Stored records:

◇ ◇ ◇

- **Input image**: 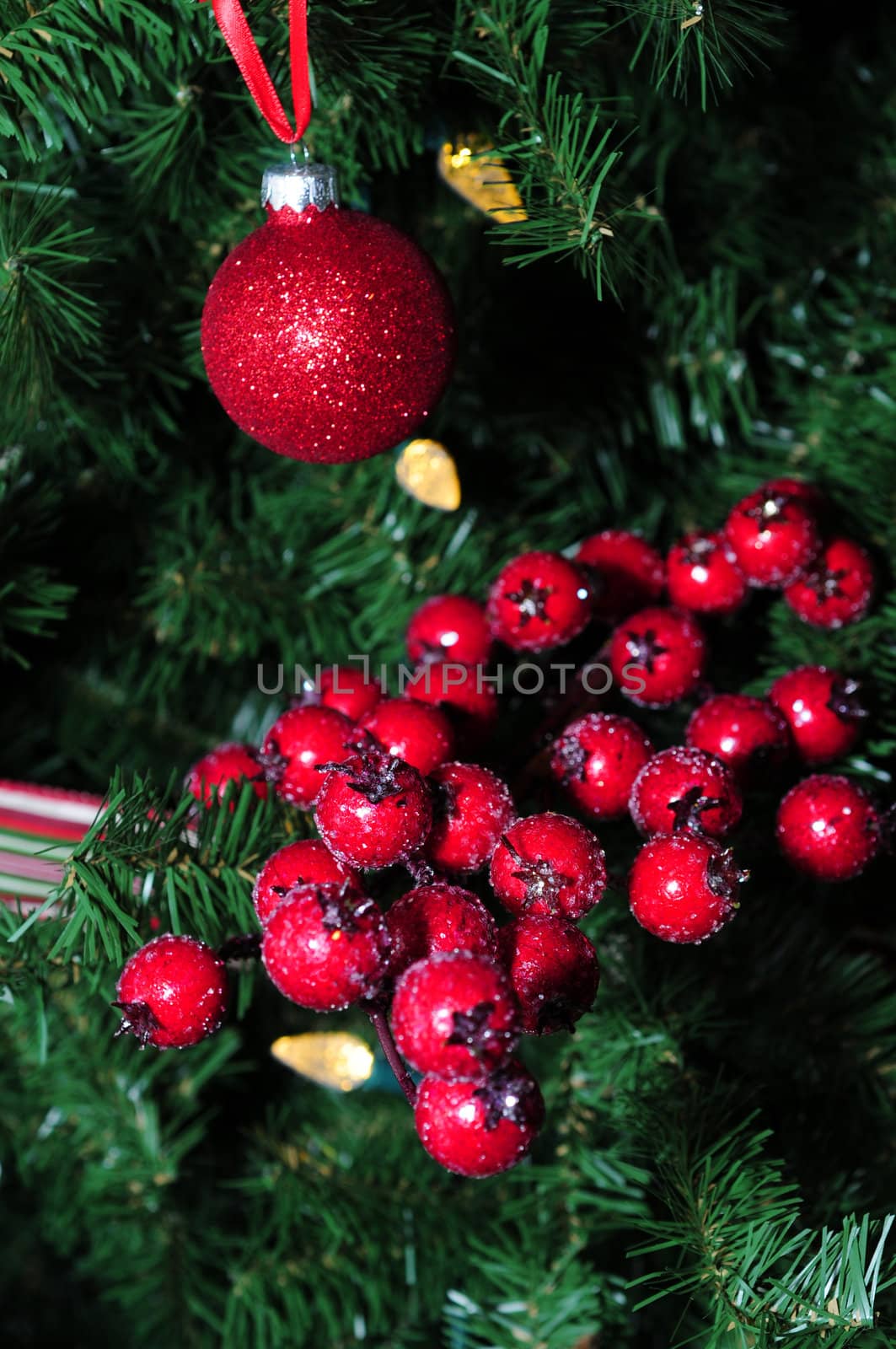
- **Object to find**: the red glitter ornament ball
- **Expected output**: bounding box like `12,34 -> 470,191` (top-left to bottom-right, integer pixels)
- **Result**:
390,951 -> 519,1078
386,881 -> 496,974
489,551 -> 591,652
630,744 -> 743,838
610,605 -> 708,707
489,811 -> 607,919
667,535 -> 748,614
262,706 -> 353,811
202,164 -> 455,464
784,538 -> 874,629
425,764 -> 517,875
685,693 -> 790,782
499,913 -> 600,1035
550,712 -> 653,820
262,885 -> 389,1012
414,1063 -> 544,1179
768,665 -> 867,765
357,697 -> 455,777
252,839 -> 359,922
407,595 -> 491,665
185,744 -> 267,811
577,529 -> 665,623
777,773 -> 880,881
112,933 -> 227,1050
629,831 -> 746,943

◇ ◇ ◇

- [What is needed]
Convert every line of the entries above into a JSON list of strings, one string per line, omitting blank lines. Leave the pictures out.

- [Final result]
[
  "- **Input image**: ",
  "- **Object to find**: the red glitter ornament ball",
  "- **Expected output**: bounding box like `12,34 -> 470,191` (top-left to bottom-right, integer pixels)",
  "- **Result**:",
  "390,951 -> 519,1078",
  "386,881 -> 496,974",
  "489,551 -> 591,652",
  "630,744 -> 743,838",
  "610,605 -> 708,707",
  "489,811 -> 607,919",
  "667,535 -> 748,614",
  "262,706 -> 353,811",
  "202,164 -> 455,464",
  "784,538 -> 874,629",
  "425,764 -> 517,875",
  "685,693 -> 790,782",
  "499,913 -> 600,1035",
  "550,712 -> 653,820",
  "262,885 -> 389,1012",
  "414,1063 -> 544,1179",
  "768,665 -> 867,765",
  "357,697 -> 455,777",
  "252,839 -> 359,922",
  "407,595 -> 491,665",
  "185,744 -> 267,811",
  "577,529 -> 665,623",
  "777,773 -> 880,881",
  "112,933 -> 227,1050",
  "629,831 -> 746,943"
]